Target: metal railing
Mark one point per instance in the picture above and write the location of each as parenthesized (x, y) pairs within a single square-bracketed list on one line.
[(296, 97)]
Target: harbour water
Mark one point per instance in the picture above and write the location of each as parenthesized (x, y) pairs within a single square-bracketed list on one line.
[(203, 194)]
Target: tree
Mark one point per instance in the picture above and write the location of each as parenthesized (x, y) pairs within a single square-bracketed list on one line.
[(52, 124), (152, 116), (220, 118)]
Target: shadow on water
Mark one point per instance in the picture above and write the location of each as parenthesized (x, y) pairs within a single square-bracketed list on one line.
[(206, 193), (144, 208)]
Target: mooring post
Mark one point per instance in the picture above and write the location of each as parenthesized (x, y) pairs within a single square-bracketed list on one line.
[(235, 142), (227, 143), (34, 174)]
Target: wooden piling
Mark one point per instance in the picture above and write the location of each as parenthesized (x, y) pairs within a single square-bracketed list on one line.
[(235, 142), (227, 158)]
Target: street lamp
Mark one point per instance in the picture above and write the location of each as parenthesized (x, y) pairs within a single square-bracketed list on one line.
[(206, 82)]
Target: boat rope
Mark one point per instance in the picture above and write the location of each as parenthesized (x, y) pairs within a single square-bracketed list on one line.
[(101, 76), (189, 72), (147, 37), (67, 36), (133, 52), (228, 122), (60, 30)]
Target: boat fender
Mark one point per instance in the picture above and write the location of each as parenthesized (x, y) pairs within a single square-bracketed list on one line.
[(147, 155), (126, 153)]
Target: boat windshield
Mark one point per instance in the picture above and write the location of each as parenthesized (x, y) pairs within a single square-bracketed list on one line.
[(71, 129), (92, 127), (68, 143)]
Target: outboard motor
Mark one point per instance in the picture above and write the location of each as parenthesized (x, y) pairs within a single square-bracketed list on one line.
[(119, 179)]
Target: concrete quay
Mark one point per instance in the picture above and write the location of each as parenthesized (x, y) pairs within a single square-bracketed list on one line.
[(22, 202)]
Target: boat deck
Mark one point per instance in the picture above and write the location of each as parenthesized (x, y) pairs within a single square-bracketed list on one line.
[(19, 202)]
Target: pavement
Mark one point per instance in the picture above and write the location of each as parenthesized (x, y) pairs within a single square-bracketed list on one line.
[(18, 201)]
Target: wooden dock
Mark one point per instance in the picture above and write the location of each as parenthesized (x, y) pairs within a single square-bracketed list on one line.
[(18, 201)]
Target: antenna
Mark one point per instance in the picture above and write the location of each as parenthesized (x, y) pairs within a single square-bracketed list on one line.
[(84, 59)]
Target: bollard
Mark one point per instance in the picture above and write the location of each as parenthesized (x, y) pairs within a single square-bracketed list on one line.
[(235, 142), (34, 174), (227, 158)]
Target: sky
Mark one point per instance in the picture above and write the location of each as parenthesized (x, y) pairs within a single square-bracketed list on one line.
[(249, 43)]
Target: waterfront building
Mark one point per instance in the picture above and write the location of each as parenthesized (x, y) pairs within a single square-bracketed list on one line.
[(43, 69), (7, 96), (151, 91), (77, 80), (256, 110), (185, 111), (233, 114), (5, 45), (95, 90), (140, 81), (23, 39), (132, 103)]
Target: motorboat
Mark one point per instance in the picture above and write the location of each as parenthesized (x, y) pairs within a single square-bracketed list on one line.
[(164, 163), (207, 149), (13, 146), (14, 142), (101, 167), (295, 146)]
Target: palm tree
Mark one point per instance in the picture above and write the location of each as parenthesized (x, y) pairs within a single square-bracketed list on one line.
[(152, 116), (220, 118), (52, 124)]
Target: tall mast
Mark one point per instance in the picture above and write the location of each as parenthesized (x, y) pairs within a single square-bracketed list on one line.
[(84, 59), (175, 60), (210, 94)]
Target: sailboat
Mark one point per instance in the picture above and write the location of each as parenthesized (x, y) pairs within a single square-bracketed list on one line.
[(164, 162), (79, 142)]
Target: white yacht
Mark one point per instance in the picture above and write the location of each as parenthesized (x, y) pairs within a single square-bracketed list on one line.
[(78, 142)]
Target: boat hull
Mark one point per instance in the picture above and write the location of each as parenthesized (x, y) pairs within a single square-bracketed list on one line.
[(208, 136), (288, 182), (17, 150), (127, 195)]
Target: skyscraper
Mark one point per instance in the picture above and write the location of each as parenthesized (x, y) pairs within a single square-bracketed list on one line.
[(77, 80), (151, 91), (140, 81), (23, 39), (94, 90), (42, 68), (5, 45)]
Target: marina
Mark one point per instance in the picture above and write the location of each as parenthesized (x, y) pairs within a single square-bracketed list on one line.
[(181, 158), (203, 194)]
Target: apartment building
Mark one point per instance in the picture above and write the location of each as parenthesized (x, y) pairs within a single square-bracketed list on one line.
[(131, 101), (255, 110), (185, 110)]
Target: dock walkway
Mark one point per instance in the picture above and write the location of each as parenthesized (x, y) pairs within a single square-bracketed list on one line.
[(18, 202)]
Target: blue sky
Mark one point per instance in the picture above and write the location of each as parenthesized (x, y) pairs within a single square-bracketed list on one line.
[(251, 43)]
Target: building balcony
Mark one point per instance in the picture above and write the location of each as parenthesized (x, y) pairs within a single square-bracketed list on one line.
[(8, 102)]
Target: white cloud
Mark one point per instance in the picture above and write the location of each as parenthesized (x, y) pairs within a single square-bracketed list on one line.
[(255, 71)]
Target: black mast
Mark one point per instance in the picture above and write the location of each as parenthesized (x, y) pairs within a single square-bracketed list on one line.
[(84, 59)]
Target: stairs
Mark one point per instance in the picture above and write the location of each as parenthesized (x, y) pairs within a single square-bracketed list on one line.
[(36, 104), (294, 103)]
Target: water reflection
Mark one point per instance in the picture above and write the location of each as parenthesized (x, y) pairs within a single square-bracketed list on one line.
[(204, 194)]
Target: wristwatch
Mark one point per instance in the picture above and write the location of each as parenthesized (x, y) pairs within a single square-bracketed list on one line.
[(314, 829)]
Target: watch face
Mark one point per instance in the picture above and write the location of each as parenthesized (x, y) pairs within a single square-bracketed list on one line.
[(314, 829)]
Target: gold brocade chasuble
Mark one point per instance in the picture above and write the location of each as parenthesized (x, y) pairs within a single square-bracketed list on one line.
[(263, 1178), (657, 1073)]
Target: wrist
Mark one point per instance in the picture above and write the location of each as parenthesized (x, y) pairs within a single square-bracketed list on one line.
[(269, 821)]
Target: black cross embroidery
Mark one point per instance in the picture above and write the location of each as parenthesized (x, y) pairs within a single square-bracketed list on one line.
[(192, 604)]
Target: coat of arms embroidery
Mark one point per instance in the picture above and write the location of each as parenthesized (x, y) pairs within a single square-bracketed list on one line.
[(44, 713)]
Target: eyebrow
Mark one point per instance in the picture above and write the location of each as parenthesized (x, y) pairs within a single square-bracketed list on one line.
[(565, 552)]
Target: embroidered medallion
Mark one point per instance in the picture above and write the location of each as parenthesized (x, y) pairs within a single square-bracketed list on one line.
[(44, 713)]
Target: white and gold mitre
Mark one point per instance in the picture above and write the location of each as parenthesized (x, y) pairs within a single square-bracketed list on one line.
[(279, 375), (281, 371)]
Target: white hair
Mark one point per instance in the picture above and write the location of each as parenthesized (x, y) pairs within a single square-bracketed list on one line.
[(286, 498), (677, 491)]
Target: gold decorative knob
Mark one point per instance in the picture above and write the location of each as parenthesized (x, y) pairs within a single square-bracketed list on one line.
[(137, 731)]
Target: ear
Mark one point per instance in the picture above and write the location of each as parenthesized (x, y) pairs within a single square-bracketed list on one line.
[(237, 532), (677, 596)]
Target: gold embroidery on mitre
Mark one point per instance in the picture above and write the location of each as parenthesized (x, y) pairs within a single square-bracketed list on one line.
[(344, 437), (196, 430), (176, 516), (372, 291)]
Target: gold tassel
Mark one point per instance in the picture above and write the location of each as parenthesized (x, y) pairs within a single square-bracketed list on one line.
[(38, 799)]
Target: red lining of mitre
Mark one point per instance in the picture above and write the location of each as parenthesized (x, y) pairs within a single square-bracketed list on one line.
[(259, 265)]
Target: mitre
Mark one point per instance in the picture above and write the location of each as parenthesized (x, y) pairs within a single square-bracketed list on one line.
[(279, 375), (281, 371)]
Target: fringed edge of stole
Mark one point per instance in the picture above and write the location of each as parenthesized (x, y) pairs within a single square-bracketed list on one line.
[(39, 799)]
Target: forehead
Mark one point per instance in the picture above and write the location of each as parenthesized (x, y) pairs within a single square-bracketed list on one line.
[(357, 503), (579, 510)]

= = =

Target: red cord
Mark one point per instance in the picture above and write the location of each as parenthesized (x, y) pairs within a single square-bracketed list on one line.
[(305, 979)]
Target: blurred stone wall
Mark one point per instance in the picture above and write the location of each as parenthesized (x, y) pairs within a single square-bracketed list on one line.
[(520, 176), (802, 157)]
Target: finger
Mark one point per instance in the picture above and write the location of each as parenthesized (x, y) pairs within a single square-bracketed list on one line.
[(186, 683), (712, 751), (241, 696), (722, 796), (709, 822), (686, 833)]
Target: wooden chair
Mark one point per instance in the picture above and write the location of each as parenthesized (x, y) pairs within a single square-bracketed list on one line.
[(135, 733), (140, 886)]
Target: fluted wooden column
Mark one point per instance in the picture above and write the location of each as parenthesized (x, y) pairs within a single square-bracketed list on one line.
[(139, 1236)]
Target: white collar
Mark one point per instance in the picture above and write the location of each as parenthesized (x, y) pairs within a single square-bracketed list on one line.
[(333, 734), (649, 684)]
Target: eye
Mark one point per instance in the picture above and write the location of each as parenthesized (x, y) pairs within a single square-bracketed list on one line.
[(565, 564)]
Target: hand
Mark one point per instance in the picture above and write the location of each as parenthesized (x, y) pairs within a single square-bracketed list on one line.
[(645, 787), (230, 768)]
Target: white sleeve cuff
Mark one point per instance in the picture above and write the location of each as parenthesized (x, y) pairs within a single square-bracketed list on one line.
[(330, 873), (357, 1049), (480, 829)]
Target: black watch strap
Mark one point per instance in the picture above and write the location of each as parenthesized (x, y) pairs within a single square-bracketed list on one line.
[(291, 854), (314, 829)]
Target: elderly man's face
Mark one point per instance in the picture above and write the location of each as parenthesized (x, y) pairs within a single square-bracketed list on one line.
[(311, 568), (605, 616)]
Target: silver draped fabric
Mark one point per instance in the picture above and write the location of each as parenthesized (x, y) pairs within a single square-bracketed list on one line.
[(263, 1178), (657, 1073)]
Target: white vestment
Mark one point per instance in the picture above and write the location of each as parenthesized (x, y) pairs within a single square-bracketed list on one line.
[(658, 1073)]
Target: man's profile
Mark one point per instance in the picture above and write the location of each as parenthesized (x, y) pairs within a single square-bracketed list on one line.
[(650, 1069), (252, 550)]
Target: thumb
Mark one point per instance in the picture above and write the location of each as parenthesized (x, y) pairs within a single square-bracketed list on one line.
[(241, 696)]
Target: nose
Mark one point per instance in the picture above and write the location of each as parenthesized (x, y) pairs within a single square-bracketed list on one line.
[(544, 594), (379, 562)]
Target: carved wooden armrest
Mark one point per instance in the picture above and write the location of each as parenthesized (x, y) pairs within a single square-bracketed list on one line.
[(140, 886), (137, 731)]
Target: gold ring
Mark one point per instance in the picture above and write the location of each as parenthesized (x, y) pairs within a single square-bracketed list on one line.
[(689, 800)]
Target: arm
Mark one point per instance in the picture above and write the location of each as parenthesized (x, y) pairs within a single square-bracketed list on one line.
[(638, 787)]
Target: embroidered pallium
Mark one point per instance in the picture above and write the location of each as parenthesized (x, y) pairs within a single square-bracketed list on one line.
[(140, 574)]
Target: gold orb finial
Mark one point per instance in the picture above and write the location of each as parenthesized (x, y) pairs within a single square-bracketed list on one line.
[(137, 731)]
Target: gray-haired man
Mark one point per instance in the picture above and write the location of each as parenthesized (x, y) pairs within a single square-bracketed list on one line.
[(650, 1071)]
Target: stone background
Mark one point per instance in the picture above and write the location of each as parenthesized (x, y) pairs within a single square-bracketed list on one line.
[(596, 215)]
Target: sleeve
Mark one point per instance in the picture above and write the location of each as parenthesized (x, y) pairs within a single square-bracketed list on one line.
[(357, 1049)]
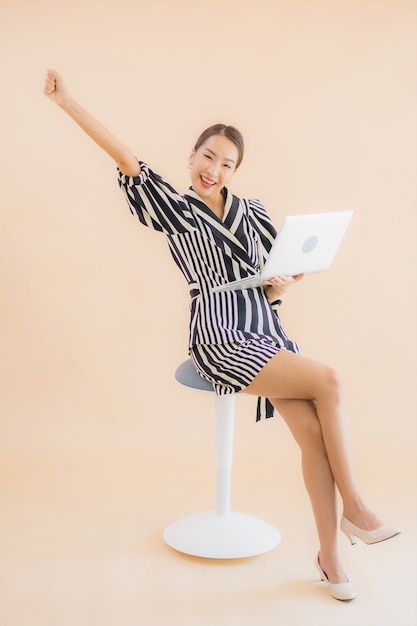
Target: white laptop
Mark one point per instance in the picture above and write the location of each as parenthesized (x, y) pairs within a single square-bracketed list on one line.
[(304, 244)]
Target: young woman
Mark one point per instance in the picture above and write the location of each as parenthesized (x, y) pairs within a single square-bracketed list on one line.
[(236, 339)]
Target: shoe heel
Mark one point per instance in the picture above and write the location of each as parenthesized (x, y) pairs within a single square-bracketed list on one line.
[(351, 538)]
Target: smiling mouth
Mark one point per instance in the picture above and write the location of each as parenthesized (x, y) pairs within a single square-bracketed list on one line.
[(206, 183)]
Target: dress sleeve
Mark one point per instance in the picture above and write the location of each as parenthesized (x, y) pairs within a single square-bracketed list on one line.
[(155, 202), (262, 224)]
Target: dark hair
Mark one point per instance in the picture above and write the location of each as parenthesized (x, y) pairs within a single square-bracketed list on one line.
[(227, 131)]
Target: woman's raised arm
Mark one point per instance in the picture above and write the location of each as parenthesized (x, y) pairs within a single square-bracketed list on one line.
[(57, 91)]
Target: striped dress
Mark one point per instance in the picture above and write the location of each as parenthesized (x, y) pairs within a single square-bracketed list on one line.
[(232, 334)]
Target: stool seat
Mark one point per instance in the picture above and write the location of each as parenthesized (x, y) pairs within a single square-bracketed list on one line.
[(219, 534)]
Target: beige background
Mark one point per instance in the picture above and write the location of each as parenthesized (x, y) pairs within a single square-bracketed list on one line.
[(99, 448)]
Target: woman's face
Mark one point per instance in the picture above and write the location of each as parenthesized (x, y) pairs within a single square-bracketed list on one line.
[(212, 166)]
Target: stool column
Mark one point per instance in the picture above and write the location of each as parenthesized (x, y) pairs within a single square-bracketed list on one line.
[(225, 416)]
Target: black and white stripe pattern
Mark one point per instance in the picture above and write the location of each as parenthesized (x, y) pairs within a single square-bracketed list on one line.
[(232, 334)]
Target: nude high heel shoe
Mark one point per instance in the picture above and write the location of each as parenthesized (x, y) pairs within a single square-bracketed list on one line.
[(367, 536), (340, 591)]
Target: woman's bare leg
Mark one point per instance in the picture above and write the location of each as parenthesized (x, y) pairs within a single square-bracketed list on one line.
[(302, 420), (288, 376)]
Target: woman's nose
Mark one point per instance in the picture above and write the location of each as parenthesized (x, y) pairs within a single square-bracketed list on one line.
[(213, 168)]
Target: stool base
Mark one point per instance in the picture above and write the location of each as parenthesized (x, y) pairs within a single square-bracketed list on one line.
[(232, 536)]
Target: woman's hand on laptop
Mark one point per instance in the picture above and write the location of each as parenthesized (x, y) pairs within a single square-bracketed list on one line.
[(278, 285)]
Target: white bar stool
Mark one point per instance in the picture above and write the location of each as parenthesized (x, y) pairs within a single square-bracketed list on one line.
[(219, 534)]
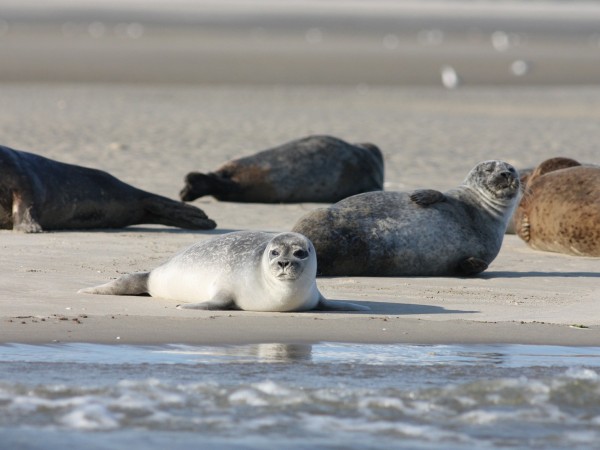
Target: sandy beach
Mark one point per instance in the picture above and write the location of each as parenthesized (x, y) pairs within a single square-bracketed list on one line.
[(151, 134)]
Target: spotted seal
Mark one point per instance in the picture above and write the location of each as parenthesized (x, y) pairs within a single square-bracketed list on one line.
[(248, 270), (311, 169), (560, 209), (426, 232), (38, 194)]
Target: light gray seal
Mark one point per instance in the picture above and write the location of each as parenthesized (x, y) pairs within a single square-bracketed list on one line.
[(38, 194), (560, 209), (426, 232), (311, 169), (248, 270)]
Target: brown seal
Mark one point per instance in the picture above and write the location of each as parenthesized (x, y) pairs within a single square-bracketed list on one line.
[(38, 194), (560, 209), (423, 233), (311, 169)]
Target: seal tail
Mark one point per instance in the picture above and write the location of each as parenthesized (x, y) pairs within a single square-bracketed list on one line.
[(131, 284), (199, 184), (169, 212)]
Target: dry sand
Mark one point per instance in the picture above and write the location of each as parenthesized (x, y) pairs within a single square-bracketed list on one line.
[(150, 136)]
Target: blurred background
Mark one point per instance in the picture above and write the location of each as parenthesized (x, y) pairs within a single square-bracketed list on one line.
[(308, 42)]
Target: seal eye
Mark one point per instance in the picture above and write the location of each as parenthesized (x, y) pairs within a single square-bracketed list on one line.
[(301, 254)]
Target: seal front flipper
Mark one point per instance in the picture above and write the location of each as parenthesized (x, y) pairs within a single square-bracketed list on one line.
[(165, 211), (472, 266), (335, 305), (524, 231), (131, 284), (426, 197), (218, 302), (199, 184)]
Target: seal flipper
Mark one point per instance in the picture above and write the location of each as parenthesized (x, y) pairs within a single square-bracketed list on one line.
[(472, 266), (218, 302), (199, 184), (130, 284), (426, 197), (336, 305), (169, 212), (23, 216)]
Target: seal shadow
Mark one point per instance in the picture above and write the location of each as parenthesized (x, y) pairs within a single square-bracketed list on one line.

= = =

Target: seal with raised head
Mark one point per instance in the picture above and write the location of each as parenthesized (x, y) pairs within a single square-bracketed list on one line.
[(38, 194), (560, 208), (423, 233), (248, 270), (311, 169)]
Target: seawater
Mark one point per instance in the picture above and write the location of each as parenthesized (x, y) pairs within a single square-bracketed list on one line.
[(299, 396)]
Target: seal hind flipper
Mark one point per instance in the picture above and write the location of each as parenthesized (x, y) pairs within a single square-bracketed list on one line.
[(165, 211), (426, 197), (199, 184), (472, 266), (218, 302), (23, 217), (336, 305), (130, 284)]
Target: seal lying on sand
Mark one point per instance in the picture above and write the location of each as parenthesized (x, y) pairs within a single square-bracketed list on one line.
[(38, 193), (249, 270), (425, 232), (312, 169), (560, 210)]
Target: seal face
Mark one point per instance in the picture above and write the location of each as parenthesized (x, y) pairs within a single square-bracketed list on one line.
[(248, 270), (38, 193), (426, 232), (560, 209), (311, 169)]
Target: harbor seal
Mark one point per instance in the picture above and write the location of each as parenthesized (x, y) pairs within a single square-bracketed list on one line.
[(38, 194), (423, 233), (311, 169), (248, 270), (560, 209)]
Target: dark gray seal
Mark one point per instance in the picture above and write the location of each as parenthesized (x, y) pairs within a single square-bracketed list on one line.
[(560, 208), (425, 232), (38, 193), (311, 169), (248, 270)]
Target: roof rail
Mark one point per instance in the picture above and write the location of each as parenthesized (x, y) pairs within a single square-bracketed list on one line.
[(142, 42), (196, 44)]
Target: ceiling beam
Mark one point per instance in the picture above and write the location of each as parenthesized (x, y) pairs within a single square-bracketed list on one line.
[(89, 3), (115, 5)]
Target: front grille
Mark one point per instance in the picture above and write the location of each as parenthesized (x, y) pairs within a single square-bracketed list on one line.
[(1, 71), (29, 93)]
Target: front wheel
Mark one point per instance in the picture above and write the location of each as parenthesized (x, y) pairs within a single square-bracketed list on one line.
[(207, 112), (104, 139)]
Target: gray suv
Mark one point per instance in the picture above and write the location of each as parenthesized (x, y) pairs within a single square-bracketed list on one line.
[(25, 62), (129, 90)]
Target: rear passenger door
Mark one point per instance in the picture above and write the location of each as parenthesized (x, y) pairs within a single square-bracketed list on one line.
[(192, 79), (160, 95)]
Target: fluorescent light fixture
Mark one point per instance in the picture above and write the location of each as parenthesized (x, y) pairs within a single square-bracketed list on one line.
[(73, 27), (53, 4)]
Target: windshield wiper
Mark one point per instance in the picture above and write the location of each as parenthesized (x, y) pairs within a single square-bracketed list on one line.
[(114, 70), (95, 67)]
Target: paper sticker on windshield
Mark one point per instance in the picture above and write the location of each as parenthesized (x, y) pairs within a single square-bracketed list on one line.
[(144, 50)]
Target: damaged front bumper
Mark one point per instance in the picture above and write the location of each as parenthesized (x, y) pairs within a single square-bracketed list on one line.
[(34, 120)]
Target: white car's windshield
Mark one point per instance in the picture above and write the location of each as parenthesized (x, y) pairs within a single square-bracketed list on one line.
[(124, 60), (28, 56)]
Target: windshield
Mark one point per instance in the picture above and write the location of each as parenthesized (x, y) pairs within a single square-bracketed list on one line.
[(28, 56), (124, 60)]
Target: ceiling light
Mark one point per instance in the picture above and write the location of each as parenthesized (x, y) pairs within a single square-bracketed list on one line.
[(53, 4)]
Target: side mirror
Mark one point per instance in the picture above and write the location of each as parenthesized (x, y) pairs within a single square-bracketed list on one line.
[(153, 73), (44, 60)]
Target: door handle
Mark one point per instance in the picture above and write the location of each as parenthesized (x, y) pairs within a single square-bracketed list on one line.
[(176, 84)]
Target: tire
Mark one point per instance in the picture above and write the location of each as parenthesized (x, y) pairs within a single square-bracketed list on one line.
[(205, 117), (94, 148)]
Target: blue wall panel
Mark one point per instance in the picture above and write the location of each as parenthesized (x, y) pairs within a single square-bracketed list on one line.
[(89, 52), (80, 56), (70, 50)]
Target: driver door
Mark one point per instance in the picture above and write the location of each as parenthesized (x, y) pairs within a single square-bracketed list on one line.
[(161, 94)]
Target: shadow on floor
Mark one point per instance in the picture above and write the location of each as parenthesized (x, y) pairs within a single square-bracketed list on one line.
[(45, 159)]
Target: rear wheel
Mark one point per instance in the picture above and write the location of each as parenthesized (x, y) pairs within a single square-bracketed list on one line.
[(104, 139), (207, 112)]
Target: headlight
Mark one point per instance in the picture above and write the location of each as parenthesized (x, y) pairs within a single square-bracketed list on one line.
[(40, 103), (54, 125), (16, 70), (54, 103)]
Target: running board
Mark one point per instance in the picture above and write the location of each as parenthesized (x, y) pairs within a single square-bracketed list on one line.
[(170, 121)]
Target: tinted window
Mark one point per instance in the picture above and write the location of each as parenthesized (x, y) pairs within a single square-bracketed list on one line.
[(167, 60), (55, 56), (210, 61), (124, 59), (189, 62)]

= = =

Short problem — Scale the records starting at the line containing "Target: metal railing" and ending at the line containing "[(203, 194)]", both included, by restating every line, requests too, with each coordinate in the answers multiplied by 1.3 and rounded to a whole number, halves rounded up. Give only those lines.

Task output —
Target: metal railing
Mark one point per instance in the picture above and write the location of each as parenthesized (x, y) pairs within a single square-bracketed list on one line.
[(385, 126)]
Target: harbour water
Mark one point per instance in the picture above and write the location of each as parenthesized (x, y) pairs within a single square-bracketed list on one line.
[(264, 252)]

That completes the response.